> Given exercise: Pick out every line in the material below that contains the string "window" and copy each one.

Detection examples
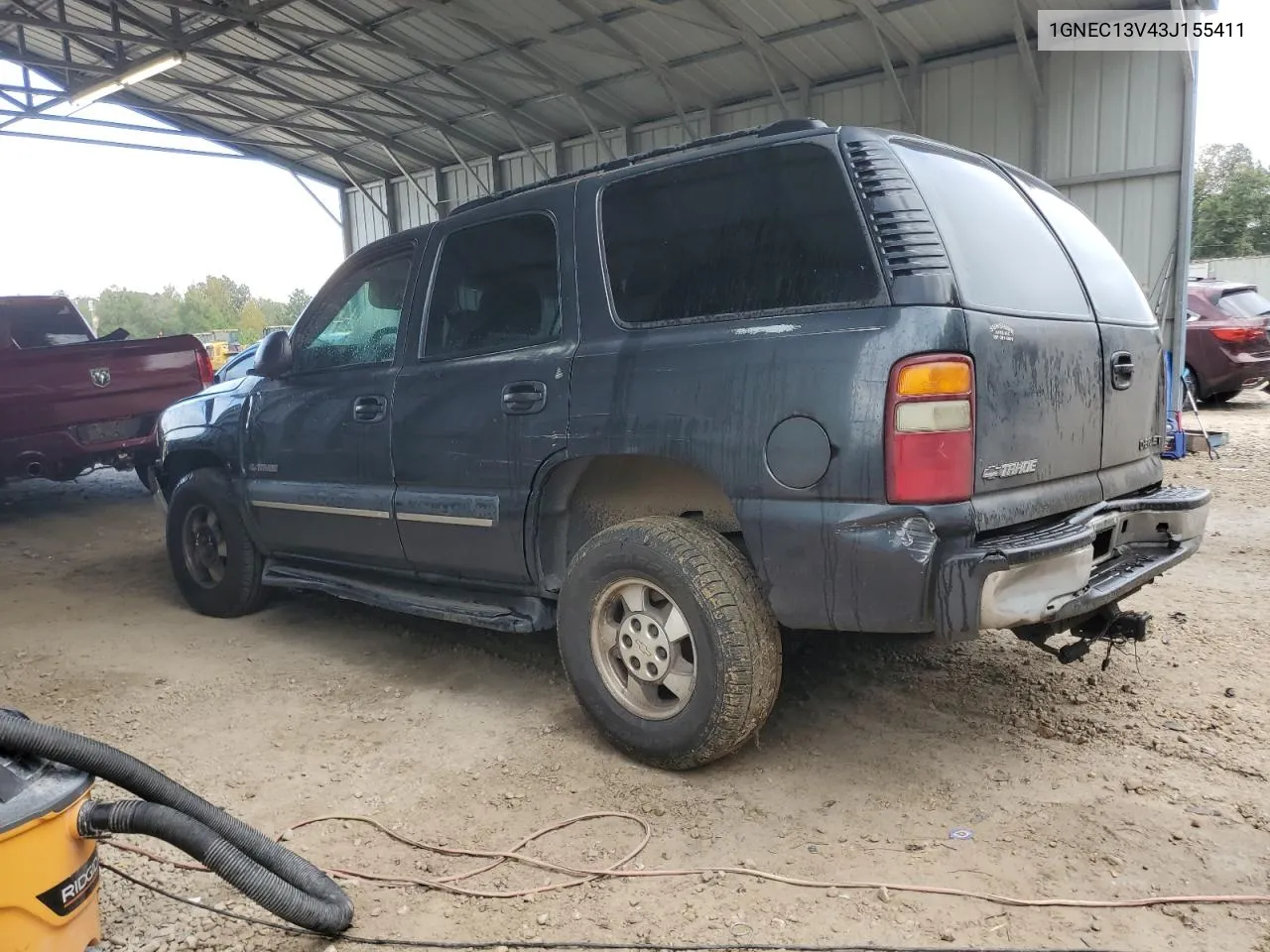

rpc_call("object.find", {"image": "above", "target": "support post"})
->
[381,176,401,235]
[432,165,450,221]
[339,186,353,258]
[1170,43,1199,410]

--

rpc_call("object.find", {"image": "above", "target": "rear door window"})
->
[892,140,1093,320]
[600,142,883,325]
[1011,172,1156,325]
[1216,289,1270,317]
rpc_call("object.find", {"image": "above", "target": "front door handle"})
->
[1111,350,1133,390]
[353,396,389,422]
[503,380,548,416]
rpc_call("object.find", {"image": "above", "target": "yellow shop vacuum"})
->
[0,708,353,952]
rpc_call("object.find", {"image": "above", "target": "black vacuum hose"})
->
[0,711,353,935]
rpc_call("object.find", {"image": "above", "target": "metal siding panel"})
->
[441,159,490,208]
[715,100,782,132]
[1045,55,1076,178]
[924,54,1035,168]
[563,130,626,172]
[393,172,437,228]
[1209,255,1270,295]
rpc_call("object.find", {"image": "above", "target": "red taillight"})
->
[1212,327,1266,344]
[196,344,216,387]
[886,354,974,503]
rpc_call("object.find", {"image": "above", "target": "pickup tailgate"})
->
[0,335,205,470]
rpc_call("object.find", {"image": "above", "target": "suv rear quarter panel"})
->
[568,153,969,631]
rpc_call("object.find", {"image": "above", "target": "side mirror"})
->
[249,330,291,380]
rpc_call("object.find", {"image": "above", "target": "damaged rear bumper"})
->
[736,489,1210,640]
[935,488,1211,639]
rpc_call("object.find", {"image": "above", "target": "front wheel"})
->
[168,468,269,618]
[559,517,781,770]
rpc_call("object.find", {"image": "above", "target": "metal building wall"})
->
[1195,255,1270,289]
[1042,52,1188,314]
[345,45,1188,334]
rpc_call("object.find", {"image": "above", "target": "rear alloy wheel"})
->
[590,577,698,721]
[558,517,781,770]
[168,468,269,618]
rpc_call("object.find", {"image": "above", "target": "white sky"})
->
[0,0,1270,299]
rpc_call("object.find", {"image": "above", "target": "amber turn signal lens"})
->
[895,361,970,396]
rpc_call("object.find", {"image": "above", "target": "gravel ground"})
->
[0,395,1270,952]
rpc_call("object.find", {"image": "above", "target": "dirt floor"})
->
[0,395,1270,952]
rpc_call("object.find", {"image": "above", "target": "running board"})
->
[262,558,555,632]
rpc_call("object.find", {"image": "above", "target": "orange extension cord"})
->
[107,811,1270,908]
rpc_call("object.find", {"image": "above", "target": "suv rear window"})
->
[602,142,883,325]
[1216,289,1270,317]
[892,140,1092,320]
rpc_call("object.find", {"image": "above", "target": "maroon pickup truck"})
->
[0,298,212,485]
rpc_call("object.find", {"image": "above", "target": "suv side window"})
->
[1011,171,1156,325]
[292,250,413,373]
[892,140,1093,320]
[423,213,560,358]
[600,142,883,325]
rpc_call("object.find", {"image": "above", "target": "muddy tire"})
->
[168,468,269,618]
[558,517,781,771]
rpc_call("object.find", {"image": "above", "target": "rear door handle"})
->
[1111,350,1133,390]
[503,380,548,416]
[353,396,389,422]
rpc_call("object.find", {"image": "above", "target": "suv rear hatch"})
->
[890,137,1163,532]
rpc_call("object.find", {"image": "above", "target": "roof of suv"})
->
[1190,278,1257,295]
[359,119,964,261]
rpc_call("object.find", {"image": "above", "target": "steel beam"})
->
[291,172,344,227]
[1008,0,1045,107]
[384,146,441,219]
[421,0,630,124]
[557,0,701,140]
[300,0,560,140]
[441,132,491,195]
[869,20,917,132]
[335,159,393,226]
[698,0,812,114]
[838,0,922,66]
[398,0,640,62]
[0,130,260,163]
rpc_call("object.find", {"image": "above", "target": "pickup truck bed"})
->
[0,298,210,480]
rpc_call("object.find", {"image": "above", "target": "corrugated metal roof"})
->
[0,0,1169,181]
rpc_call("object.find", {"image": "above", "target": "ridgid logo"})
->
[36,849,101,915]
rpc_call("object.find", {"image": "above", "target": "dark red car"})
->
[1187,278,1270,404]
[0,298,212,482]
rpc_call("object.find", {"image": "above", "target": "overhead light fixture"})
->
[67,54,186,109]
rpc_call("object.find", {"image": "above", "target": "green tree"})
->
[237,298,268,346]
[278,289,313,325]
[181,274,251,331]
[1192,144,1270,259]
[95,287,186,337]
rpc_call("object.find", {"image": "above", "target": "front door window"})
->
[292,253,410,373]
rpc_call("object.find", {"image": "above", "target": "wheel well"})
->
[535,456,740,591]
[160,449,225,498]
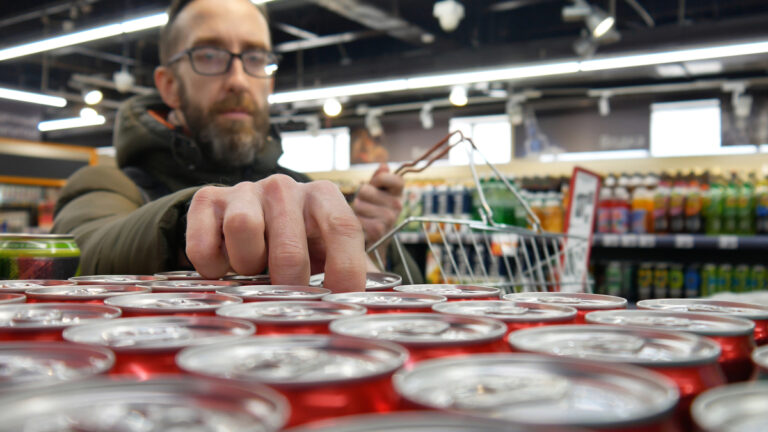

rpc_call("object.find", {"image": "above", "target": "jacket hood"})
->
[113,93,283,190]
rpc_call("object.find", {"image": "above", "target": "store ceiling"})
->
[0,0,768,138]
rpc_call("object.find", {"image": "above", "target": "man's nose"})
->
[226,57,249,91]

---

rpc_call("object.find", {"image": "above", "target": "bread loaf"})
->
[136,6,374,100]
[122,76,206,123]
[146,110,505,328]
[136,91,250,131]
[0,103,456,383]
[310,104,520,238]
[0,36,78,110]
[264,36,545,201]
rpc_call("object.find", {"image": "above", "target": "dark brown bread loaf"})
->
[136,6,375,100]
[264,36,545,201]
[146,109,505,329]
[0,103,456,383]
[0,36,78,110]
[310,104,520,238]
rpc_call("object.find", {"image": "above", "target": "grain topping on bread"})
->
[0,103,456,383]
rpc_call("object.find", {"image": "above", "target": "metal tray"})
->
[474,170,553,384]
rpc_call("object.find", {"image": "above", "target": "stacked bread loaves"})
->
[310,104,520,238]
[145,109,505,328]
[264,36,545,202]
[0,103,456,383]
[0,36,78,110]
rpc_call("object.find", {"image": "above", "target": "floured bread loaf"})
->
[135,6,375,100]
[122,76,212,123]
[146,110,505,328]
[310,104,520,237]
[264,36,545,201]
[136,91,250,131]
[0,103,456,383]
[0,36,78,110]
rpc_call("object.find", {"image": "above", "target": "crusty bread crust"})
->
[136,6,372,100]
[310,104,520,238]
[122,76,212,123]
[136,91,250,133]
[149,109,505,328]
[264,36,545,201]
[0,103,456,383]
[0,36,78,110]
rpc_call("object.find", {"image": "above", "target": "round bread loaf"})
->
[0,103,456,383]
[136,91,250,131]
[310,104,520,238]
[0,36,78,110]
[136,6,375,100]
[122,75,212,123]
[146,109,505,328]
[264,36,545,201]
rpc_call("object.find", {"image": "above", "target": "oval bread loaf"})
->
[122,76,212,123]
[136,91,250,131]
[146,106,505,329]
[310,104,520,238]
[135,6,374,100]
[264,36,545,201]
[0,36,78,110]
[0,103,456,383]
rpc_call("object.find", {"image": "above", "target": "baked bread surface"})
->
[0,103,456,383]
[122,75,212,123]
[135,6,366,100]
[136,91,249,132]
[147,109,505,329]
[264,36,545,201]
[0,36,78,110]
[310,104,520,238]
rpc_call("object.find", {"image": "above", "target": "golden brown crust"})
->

> Output for this exercise:
rpc_call("object.find", {"image": "above", "target": "rear door window"})
rpc_call("object.find", {"image": "above", "target": "suv rear window"})
rpc_call("object.find", {"image": "above", "target": "suv side window"})
rpc_call("object.find", {"image": "above", "target": "front door window"})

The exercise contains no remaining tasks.